- Problem to work on -
Copy every line below exactly.

- Dataset -
== Segment start ==

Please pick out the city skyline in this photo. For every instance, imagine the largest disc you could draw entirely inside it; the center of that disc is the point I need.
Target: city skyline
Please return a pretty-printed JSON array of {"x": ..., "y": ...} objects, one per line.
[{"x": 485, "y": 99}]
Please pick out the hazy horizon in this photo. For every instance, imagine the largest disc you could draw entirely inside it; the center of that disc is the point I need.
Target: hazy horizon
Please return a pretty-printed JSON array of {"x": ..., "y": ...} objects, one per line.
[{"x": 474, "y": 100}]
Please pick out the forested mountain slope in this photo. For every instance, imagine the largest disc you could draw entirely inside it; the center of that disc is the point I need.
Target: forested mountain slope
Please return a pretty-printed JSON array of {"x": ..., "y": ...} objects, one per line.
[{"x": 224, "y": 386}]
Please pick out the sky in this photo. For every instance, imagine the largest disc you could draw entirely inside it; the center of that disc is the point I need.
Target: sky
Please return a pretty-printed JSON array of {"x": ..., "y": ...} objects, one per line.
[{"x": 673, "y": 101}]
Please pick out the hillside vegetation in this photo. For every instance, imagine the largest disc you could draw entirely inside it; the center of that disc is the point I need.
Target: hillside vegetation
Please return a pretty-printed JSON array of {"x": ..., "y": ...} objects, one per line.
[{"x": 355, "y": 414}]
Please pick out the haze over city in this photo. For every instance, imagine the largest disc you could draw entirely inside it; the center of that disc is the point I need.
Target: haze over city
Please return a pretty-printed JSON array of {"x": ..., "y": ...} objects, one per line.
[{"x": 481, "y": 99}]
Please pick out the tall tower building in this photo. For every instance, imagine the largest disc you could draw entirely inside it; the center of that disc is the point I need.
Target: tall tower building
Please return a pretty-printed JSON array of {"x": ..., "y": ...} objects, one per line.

== Segment end ==

- Completed exercise -
Please pick out the city skyline in this photo. For every instance, imagine the largest disc you could draw entirely inside it; the center of that disc is the point I need.
Target: city skyline
Please return a pretty-printed JSON array of {"x": ..., "y": ...} objects, one per line.
[{"x": 485, "y": 99}]
Please pick out the hazy horizon in this photo. For every instance, imagine the largest disc you could draw entirely inside it; the center of that disc is the point I need.
Target: hazy horizon
Please return a pretty-printed JSON array of {"x": ..., "y": ...} objects, one per line.
[{"x": 474, "y": 100}]
Please pick out the forested mountain slope in this photo. For every instance, imagine the largest disc you could draw entirely inside it; the center of that disc is the point I need.
Target: forested mountain slope
Please return a pretty-printed JSON array of {"x": ..., "y": ...} objects, one per line.
[{"x": 224, "y": 386}]
Please pick out the sky in this photo. For every instance, imagine the largest disc you could draw entirely inside it; the center of that disc is the point I need.
Target: sky
Please return a pretty-printed JSON array of {"x": ..., "y": ...} objects, one per line.
[{"x": 673, "y": 101}]
Please pick out the hillside vegetation in this photo. For every instance, imagine the largest disc you could draw entirely inside it; the center of that disc is the point I need.
Target: hillside vegetation
Please return a pretty-printed JSON array of {"x": ..., "y": ...} objects, one per line.
[{"x": 355, "y": 414}]
Please pick out the haze over city in this photo. For every instance, imagine the largest disc you could draw entirely inside it; the center of that disc is the point I need.
Target: haze over city
Please return a pretty-printed JSON array of {"x": ..., "y": ...} objects, one per line.
[{"x": 481, "y": 99}]
Please pick out the tall tower building in this photo. For every instance, imagine the largest disc you could draw entirely inside it; the center of that disc is the point I need.
Target: tall tower building
Please return a pretty-printed JSON array of {"x": ..., "y": ...} objects, one per line.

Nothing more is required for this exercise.